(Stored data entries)
----------------------------------------
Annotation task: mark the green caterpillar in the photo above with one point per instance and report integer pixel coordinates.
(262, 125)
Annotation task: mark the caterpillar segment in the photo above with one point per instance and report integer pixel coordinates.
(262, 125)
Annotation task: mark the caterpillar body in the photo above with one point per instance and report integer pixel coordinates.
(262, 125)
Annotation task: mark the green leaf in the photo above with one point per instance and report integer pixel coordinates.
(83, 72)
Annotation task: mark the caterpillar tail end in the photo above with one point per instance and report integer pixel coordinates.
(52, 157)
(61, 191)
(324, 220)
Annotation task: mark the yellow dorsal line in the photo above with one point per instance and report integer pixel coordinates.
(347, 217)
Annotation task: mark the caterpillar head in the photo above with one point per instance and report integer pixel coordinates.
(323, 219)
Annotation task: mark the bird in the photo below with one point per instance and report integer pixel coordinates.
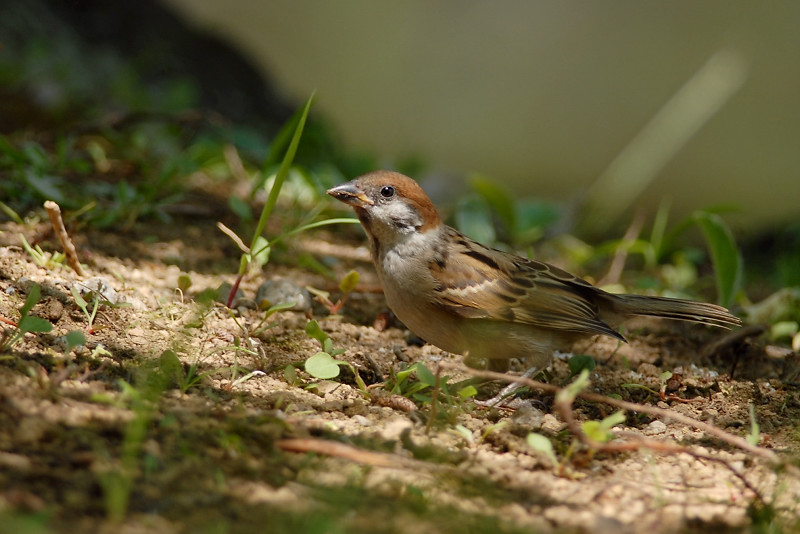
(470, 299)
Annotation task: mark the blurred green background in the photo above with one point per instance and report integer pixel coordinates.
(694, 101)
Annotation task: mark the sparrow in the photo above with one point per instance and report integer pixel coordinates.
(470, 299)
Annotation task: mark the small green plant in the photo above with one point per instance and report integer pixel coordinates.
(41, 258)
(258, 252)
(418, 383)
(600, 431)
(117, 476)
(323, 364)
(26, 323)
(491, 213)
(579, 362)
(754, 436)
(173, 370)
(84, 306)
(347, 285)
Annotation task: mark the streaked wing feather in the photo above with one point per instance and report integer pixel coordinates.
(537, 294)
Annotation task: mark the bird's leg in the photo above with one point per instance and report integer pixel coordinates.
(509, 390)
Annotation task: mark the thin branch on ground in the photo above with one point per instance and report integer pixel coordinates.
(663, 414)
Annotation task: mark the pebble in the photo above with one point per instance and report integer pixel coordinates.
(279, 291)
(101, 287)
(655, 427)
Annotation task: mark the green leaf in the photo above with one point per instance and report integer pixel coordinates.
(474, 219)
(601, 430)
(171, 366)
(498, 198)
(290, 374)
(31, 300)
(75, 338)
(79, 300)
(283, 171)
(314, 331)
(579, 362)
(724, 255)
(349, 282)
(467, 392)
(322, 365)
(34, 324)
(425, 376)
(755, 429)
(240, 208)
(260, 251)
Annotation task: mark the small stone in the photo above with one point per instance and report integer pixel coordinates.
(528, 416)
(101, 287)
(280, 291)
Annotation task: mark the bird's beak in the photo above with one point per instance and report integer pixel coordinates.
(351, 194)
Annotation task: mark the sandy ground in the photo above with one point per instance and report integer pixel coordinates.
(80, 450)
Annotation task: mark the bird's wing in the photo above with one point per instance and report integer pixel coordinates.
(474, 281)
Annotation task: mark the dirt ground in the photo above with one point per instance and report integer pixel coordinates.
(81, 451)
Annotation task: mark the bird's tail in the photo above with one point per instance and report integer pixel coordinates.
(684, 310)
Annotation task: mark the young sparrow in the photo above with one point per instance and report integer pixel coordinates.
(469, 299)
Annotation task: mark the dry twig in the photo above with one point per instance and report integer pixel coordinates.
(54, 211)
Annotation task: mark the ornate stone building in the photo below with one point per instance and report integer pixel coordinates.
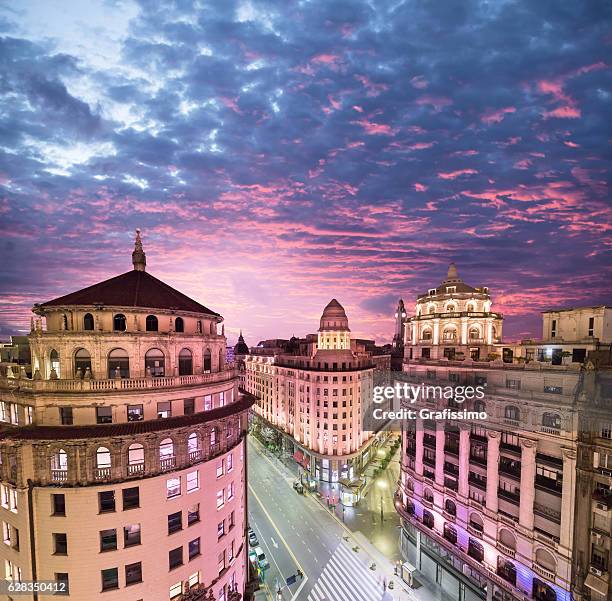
----------------------------------------
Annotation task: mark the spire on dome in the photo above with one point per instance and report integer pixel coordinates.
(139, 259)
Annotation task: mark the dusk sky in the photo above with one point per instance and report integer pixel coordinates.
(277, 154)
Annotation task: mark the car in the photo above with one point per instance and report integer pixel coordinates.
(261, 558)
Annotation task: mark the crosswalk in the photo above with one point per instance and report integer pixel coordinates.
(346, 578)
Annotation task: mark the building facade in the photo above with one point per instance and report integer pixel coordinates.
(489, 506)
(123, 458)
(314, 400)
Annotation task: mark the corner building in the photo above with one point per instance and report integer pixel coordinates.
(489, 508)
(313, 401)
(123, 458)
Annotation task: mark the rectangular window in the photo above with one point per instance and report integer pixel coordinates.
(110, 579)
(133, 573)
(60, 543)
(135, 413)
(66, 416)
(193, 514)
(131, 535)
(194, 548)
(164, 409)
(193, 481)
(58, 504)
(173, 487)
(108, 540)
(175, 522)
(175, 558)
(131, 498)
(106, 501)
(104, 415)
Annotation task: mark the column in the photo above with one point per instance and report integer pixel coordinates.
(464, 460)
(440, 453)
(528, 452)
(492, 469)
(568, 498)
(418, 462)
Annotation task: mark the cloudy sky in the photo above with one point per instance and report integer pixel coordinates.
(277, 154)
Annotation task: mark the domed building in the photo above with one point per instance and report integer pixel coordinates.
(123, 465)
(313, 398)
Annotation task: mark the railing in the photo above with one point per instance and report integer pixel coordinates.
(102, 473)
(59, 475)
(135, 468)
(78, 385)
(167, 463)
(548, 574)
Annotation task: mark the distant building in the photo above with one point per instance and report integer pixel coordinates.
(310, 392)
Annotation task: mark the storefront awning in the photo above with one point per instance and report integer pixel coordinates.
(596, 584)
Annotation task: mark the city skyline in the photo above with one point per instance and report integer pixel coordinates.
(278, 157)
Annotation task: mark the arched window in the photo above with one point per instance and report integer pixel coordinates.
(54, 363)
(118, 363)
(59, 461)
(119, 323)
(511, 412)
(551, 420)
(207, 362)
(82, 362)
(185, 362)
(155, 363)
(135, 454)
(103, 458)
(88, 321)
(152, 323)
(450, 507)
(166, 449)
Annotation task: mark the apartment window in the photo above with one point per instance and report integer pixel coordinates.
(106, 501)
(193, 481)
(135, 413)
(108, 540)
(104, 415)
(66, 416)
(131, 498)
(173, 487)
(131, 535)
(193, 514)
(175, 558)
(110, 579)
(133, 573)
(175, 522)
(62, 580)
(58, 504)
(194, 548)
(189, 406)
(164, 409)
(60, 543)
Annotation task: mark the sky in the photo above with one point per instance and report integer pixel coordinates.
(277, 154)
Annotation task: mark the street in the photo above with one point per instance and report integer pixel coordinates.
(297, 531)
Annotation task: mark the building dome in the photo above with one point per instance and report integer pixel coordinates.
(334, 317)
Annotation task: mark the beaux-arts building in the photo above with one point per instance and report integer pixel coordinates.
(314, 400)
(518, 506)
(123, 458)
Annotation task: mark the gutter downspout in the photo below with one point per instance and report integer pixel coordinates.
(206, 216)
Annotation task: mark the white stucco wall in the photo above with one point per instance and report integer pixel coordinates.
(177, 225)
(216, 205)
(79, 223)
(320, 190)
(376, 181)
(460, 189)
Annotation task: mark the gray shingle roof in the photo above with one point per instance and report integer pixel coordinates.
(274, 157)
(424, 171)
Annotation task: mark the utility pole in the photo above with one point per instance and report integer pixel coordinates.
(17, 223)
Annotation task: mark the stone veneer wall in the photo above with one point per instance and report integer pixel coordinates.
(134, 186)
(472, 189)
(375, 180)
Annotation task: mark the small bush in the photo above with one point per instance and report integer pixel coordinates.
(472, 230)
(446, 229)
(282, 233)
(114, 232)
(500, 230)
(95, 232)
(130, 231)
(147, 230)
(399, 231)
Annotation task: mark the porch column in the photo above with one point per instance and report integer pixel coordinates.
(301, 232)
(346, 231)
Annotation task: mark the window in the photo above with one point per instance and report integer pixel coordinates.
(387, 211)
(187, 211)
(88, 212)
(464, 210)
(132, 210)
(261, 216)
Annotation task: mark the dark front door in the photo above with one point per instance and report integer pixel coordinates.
----------------------------------------
Problem: Please transcribe exactly the lines above from the line that has "Annotation task: mark the young" up to and including the line that has "Annotation task: mark the ornate"; no other line belongs in the answer.

Written reply:
Annotation task: mark the young sparrow in the photo above with one point per instance and report integer pixel coordinates.
(469, 299)
Annotation task: mark the dry twig in the photo above with one point per instance and report integer pixel coordinates.
(54, 211)
Annotation task: mark the ornate stone building in the photo below with one point per instance and report integer pixel coordinates.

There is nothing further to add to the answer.